TASK INPUTS Start Marker
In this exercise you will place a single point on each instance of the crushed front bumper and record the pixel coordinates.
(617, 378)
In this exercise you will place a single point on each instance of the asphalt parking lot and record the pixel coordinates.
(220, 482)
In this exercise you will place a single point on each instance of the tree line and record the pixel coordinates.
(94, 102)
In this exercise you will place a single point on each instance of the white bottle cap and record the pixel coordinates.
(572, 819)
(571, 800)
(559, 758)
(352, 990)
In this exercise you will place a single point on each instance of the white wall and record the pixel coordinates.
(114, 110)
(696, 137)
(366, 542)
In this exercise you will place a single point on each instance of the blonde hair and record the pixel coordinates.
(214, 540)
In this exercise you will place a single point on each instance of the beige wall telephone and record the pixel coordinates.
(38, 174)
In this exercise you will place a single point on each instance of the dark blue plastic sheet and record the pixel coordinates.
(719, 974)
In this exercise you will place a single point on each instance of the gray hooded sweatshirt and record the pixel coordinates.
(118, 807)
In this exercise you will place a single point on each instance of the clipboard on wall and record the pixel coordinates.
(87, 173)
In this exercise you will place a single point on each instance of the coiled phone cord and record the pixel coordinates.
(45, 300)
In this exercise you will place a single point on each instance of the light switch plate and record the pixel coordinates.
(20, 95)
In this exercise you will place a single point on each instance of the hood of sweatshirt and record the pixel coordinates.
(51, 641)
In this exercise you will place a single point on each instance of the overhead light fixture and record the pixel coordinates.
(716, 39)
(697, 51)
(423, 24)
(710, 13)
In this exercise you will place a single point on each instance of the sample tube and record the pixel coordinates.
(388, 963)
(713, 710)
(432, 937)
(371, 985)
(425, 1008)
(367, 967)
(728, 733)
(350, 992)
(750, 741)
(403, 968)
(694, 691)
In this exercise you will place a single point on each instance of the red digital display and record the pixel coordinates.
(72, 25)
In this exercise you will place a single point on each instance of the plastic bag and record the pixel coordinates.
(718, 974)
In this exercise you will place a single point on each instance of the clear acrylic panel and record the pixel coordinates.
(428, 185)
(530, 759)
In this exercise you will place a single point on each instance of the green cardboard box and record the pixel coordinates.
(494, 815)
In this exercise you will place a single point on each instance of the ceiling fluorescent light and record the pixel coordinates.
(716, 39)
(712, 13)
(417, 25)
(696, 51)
TASK INPUTS End Marker
--- DIRECTIONS FOR THIS TASK ---
The lines to set down, exactly and with both ends included, run from the one containing "on wall and record the pixel coordinates." to the last line of the data above.

--- ANSWER BOX ---
In this exercise you will place a single point on each instance of the clipboard on wall and record the pixel coordinates.
(87, 173)
In this exercise you will place a single point on each instance of the coiled phone cord and record the pixel coordinates.
(45, 300)
In this exercise you will place a single point on each instance of the light switch plate and record the pixel coordinates.
(20, 95)
In this exercise you will place a single point on each instance of the hood of sweatshirt and record the pixel coordinates.
(51, 641)
In this exercise you will place a single point on each instance of the overhead light fixture and record the pixel coordinates.
(716, 39)
(697, 51)
(423, 24)
(710, 13)
In this exercise you will place a single point on each instance of the sample tube and record the pixel coordinates.
(388, 963)
(713, 710)
(432, 937)
(371, 985)
(425, 1008)
(367, 967)
(728, 733)
(350, 992)
(750, 741)
(403, 968)
(694, 691)
In this exercise you will place a single point on each instance of the red digital display and record the pixel coordinates.
(72, 25)
In this exercise you will place a single point on each instance of the plastic bag and record the pixel coordinates.
(718, 974)
In this exercise you will place a single point on each instance of the clear acrylic panel and record the pixel coordinates.
(428, 185)
(530, 759)
In this exercise you will place a single point on each instance of the green cardboard box and record the pixel coordinates.
(494, 815)
In this exercise you will place a single point on each instance of the ceiling fluorescent light and record the pixel coordinates.
(716, 39)
(712, 13)
(417, 25)
(696, 51)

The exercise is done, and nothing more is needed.